▶ _EXERCISE PASSAGE_
++++

Critics of the use of mind-altering drugs for alleged mental disorders contend that it is precisely this kind of misinformation that has led tens of millions of people to rush to these new "feel-good" drugs which, in fact, have turned the mood in some of those taking them from down to deadly.
That may be why a recent decision by the British Committee on Safety of Medicines (CSM) may tilt the balance in the debate whether antidepressants hurt more than they help. The CSM is an arm of the Medicines and Healthcare Products Regulatory Agency, the United Kingdom's equivalent of the U.S. Food and Drug Administration (FDA).
The information the CSM provided is so damning that manufacturers of many of the most-widely prescribed antidepressants may find it necessary to add a disclaimer to their feel-good commercials saying that the drugs may cause violence and suicide in children younger than 18. And it is precisely this finding that led the United Kingdom effectively to ban or "contraindicate" the use of most antidepressants by children youn-ger than 18.
Last year, after concerns were raised about patients becoming suicidal while taking antidepressants, the CSM conducted a review of all available evidence provided by the respective pharmaceutical companies about their selective serotonin reuptake inhibitors (SSRIs). The CSM found the "risks of treating depressive illness in under 18s with certain SSRIs outweigh the benefits of treatment." The risk outweighs the benefit.
Of the seven antidepressants under review Zoloft, Celexa, Lexapro, Luvox, Paxil, Effexor and Prozac four (Zoloft, Celexa, Paxil and Effexor) were found to increase the rate of self-harm; two (Lexapro and Luvox) had no clinical trial data available in which to make a decision. Only Prozac, the mother of psychopharmacological intervention, was found to have a favorable risk/benefit ratio.
The CSM further revealed that despite the widespread use of SSRIs in children an estimated 50,000 in Great Britain alone only two of the seven antidepressants, Zoloft and Luvox, had been approved for use in children 18 years or younger who had been clinically (i.e., subjectively) diagnosed with obsessive-compulsive disorder (OCD). Whether the drug was effective could not be demonstrated for Zoloft, Celexa, Paxil and Effexor, and there were no data about the efficacy rate in Lexapro or Luvox, the mind-altering drug that one of the Col-umbine school shooters, Eric Harris, was taking at the time of his deadly assault.
Although the CSM report includes the seven major antidepressants on the market, two of them, Paxil and Effexor, were banned for children earlier in the year by the United Kingdom's regulating board. This same action was followed up in the United States when, in September, Connecticut's Department of Children and Families announced it would stop giving Effexor to children under the state's care because of the possible link to increased suicide risk. The FDA also took action in October of last year by putting out a public-health advisory "alerting physicians to reports of suicidal thinking (and suicide attempts) in clinical studies of various antidepressant drugs in pediatric patients with major depressive disorder."

++++

Annotated photo localization entries
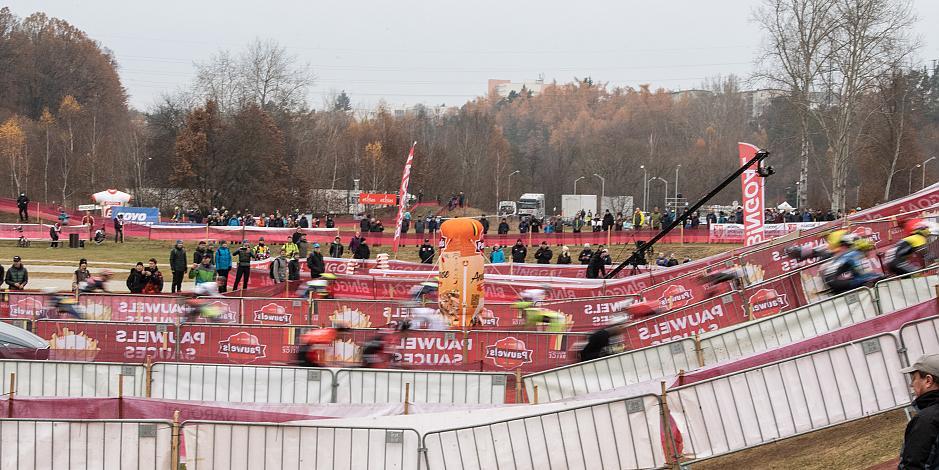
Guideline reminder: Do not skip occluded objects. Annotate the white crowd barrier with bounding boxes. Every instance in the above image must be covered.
[874,269,939,313]
[667,334,909,459]
[0,419,173,470]
[523,289,877,401]
[333,369,510,404]
[182,421,420,470]
[522,339,698,402]
[150,362,333,404]
[423,395,665,470]
[700,288,878,364]
[900,317,939,364]
[0,359,146,397]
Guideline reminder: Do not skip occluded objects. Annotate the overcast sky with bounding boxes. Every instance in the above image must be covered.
[6,0,939,110]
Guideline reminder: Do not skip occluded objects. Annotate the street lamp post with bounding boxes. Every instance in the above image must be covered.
[505,170,521,209]
[906,163,922,194]
[574,176,586,196]
[593,173,606,215]
[922,157,936,189]
[649,176,668,210]
[639,165,649,212]
[675,163,681,199]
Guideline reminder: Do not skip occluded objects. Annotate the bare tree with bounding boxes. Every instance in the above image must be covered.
[817,0,916,211]
[755,0,838,208]
[195,39,315,112]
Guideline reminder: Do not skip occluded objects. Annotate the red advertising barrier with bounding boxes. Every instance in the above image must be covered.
[623,292,749,349]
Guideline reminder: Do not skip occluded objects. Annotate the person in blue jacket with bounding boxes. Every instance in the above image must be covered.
[489,245,505,263]
[215,240,231,292]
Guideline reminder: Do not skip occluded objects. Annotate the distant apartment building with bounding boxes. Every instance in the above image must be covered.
[489,78,545,98]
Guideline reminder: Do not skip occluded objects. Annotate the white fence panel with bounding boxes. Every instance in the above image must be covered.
[183,421,420,470]
[668,334,909,458]
[0,419,173,470]
[0,359,146,397]
[874,269,939,313]
[423,395,665,470]
[523,339,698,402]
[335,369,510,404]
[151,363,333,403]
[900,317,939,364]
[701,289,877,365]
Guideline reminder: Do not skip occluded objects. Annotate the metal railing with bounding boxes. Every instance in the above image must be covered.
[333,369,512,405]
[700,288,878,365]
[150,363,335,404]
[181,421,420,470]
[0,419,178,470]
[667,334,909,459]
[422,395,666,469]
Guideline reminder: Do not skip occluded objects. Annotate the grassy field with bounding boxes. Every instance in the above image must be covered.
[0,237,735,267]
[690,410,906,470]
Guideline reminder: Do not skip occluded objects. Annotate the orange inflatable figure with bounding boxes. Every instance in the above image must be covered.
[437,218,485,328]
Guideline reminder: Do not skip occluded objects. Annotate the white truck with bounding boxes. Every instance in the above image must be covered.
[561,194,597,222]
[498,201,516,217]
[518,193,544,219]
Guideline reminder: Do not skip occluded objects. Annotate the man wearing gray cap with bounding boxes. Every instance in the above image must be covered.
[897,354,939,470]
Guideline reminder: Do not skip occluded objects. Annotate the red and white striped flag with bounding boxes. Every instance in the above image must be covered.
[394,140,417,253]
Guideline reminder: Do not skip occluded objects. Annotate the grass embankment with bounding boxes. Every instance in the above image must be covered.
[691,410,906,470]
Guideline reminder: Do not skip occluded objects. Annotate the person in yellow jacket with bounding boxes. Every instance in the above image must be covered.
[884,219,939,276]
[633,207,646,230]
[284,237,300,259]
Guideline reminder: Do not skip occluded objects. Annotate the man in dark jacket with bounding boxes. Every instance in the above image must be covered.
[602,209,616,232]
[306,243,326,279]
[897,354,939,470]
[417,238,434,264]
[329,237,345,258]
[498,217,509,235]
[127,261,147,294]
[577,243,593,264]
[16,193,29,222]
[352,237,372,259]
[535,242,554,264]
[170,240,189,293]
[3,256,29,290]
[231,240,258,290]
[587,250,606,279]
[192,240,207,264]
[512,238,528,263]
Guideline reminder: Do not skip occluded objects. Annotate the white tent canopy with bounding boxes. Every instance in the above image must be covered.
[91,189,131,217]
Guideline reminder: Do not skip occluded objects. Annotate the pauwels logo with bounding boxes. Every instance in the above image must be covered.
[750,289,789,318]
[218,331,267,362]
[486,336,532,369]
[254,303,293,325]
[659,284,694,310]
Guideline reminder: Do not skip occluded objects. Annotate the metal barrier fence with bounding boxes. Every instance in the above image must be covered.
[422,395,666,469]
[0,359,146,397]
[182,421,420,470]
[523,289,877,401]
[522,339,698,402]
[700,288,878,365]
[0,419,176,470]
[874,268,939,313]
[333,369,511,405]
[150,363,335,404]
[900,317,939,364]
[667,334,909,459]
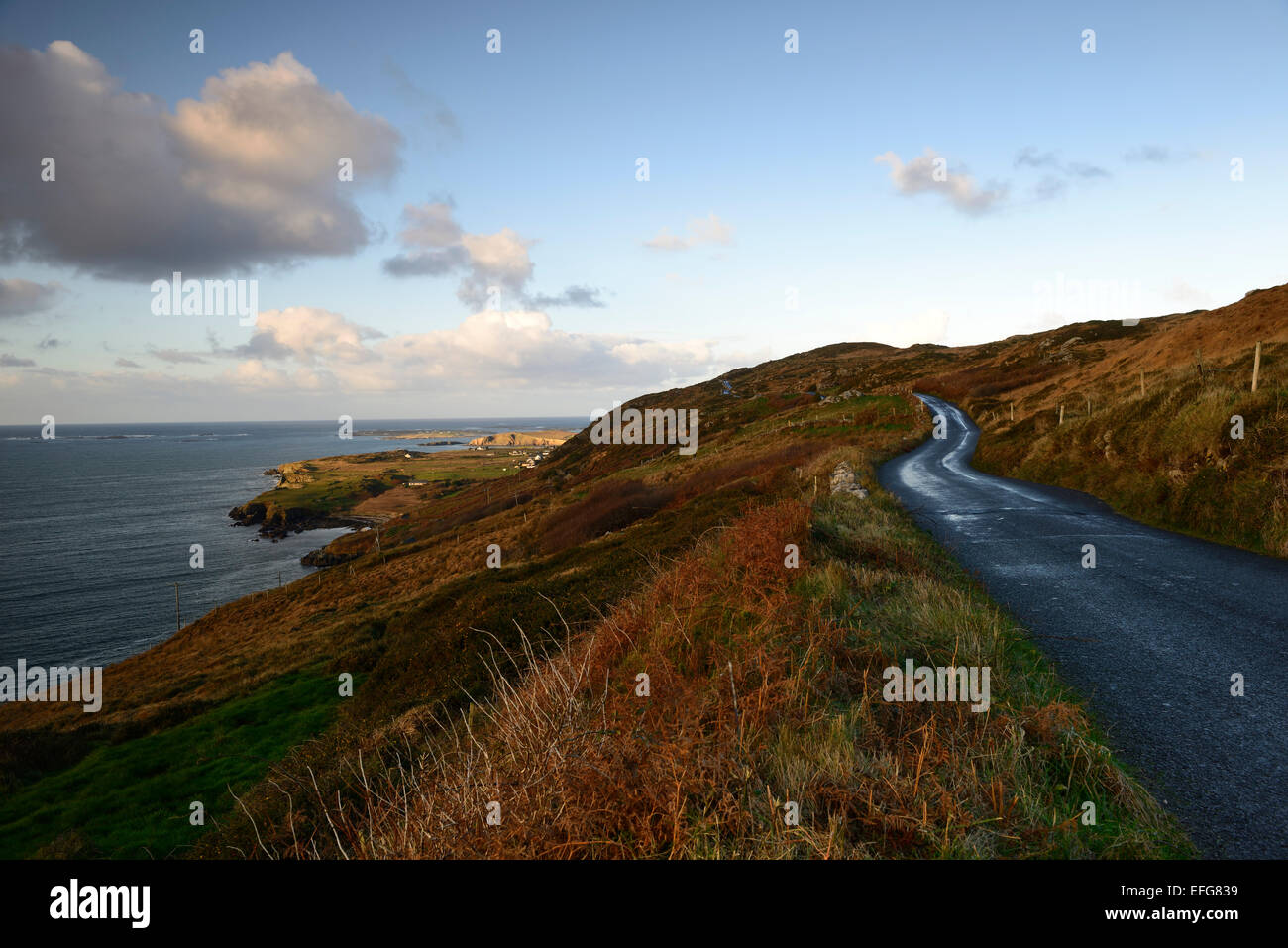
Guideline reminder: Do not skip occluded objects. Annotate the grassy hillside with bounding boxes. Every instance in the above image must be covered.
[10,287,1288,857]
[914,286,1288,557]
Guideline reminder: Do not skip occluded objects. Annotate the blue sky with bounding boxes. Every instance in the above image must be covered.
[0,1,1288,424]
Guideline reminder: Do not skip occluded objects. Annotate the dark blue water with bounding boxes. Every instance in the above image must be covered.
[0,417,587,666]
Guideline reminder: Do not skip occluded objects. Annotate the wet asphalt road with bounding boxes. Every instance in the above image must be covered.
[879,395,1288,858]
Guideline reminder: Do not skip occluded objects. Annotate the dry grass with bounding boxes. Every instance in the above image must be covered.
[256,454,1186,858]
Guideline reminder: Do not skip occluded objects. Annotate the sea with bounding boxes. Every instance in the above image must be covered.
[0,417,587,668]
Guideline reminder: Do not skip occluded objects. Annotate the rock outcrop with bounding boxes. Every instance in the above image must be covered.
[831,461,868,500]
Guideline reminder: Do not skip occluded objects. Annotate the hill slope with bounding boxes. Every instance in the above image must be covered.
[0,280,1288,855]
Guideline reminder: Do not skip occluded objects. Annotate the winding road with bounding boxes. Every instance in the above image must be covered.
[879,395,1288,858]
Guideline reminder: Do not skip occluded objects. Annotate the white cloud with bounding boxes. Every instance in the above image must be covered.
[644,211,733,250]
[872,149,1006,214]
[0,40,402,278]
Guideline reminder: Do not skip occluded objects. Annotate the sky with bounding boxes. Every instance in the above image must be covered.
[0,0,1288,425]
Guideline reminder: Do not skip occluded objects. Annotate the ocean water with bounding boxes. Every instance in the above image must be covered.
[0,417,587,666]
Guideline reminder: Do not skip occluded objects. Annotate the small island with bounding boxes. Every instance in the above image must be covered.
[228,430,571,541]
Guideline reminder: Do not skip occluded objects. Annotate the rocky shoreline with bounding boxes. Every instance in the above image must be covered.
[228,501,353,540]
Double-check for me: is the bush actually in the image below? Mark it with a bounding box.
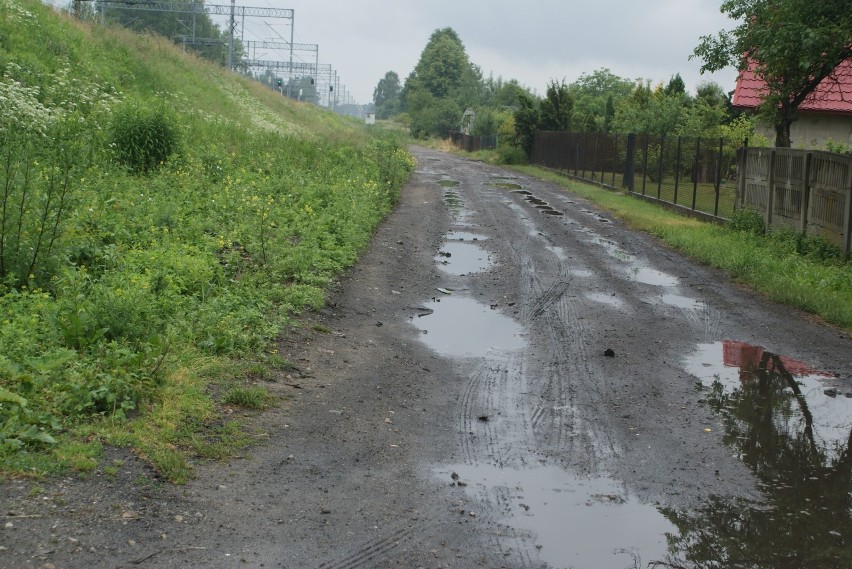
[109,103,180,173]
[728,208,766,235]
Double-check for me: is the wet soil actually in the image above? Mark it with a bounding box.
[0,148,852,569]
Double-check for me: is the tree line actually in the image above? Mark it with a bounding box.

++++

▶ _TASK INSTRUCTIONS_
From the text on antidepressants, return everything from "The information the" down to "youn-ger than 18.", word for word. These entries were taken from a separate source.

▶ _REPLY_
The information the CSM provided is so damning that manufacturers of many of the most-widely prescribed antidepressants may find it necessary to add a disclaimer to their feel-good commercials saying that the drugs may cause violence and suicide in children younger than 18. And it is precisely this finding that led the United Kingdom effectively to ban or "contraindicate" the use of most antidepressants by children youn-ger than 18.